TASK INSTRUCTIONS:
A. In the Advent blog post, what two things is the family doing this year that make the house look like Advent?
B. Pick up the Advent blog post after its last sentence and keep writing in the same voice.

----- TEXT SEGMENT

I haven't been blogging through Advent for a very good reason: I've been observing Advent.
I haven't been blogging through Advent for some bad reasons too, but since they are the usual, boring, sinful reasons (sloth, etc.), I'll let them lie.
But Advent! This has been a good Advent. It's been a hard Advent.
For the first time since the twins were born, it looks like Advent around here. We're doing an Advent wreath and a Jesse tree, and the devotions to go with. The children are all really learning the Christmas story and the history that preceded Christ's coming. (It comes out in their play. There were two Marys and one Elizabeth wandering up and down the stairs this morning, and at least a couple death threats from King Herod towards the camel.)
And I've been reading Revelation and Isaiah and the gospels and the psalms, and it's sinking into my heart.
I've been praying, and thinking about prayer. I don't know if I've got much worth saying about it yet, but I've been remembering my impression as a new wife (very new - it was an impression formed during my honeymoon) that the most important part of my role as a wife and mother would be to pray for my family.
I've been reading and listening to Dallas Willard, and praying and thinking about prayer some more.
I've been fighting what's starting to look like a seasonal depression, and beginning to understand (I think) why it's happening. I don't think it's about light. I think, three years ago, when I thought half of my family was going to die*, my body got used to fighting despair around this time of year, and I haven't kicked the habit of battening down all the hatches after All Saints' Day and not coming out till after the New Year. Can a body form a seasonal habit of depression based on one truly, truly stressful experience?** It surely feels like it. I feel like a wuss just saying it, but there it is. My journal entries from this time of year this year are almost identical to the ones the year before; I'm not imagining it.

----------
----- DATA RECORDS

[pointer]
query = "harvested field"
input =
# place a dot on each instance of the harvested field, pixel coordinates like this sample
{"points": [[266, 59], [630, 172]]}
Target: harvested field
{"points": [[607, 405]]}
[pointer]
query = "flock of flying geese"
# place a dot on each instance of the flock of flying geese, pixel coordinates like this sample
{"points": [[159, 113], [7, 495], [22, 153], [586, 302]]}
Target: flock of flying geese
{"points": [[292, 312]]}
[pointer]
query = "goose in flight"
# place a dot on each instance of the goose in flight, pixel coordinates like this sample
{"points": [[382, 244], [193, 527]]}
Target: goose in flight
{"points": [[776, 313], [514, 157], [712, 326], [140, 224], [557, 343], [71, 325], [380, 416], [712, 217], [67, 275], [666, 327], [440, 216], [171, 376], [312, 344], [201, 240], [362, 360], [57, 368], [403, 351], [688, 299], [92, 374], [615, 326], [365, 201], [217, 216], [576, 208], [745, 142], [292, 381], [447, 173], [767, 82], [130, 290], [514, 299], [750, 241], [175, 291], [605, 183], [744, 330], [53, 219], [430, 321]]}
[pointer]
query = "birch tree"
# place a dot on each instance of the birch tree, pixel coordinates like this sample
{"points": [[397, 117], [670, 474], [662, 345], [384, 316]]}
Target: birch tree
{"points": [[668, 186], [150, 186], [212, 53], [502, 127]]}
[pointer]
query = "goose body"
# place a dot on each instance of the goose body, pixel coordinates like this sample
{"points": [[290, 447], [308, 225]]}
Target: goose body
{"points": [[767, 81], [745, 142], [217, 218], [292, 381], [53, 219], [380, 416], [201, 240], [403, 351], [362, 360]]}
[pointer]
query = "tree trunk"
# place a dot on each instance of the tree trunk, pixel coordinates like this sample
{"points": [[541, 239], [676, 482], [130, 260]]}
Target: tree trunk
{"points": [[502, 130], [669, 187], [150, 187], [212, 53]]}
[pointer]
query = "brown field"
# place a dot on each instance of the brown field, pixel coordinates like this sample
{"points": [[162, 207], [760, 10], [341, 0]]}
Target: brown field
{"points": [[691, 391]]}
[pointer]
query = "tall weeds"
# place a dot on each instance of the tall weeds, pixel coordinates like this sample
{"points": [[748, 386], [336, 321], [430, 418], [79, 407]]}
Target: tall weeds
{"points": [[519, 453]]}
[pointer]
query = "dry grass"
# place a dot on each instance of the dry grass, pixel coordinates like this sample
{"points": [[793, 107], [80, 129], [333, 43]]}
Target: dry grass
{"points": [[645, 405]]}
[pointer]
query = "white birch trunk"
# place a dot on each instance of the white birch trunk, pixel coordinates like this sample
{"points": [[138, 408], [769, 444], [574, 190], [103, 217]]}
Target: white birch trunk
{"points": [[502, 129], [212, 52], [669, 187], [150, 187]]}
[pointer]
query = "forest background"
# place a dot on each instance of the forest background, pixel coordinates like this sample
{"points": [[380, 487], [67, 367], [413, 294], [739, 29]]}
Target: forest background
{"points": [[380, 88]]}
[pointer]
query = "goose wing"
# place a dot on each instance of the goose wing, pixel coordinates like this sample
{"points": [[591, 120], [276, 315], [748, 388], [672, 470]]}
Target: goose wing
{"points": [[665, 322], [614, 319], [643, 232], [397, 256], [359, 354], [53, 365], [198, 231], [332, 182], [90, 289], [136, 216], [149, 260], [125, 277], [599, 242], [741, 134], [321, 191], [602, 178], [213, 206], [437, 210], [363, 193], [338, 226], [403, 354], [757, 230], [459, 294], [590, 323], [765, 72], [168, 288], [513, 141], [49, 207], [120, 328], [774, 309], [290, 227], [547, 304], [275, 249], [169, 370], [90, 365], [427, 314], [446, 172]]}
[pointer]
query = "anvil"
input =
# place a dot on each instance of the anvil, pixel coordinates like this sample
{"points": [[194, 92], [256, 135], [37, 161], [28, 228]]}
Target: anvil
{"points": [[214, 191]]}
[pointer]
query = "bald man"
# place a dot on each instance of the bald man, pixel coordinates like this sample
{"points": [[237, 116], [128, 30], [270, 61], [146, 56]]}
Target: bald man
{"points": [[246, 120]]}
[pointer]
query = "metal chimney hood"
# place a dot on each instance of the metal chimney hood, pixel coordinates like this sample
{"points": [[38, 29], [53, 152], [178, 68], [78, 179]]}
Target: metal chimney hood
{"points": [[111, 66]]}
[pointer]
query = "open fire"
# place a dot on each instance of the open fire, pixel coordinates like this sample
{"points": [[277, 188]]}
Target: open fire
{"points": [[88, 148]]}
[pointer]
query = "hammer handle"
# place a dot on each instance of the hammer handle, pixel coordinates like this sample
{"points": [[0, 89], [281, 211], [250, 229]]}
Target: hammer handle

----------

ANSWERS BELOW:
A. An Advent wreath and a Jesse tree, along with the devotions that go with them.

B.
And I was just about to type, "this experience hasn't been altogether awful", but I realized that that's not true; experientially, it has been. But I have hope that it might turn into something not awful, especially if I can learn to turn towards help instead of away when I feel weak and worthless.
And I've thought a lot about Christ coming into our dark world. There's a version of "The Carol of the Bells" done by the TransSiberian Orchestra that makes you think, "Christmas: the Action Movie", what with all the electric guitar and wild, wailing chords. But that just makes me think of "The Dream of the Rood"'s vision of "the young hero, Christ" who stepped onto the cross (willingly, of his own accord), and how Advent is really that: the story of the hero, choosing the adventure, the tragedy even, for the sake of those he loved.
(And just like Lent: you can't keep the secret: it's not a tragedy, it's a eucatastrophe, it's all turned around, from the inside out, and the worst thing becomes the best thing, and he wins and it's a victory and it's all brilliantly, brilliantly redeemed - and so instead of dirges this season, we sing carols, because he's come not just to die, but to rise, and better yet, to go and then to come back and to take us with him. To make us like him. And if you know him at all, well, then you know what good news that is.)
He's with us. And he was with us. Here, in this darkness, in this bleak midwinter. To quote Stephen Lawhead, He knows.
So. That is what I have. There's so much more I've been thinking about, but it feels like a season to take things in, and not to spew it all out in writing, because everything inside me needs to sit for awhile, and settle. But I can't help saying: He came. He is good. I'm so glad.
May you all have a blessed and joyous Advent.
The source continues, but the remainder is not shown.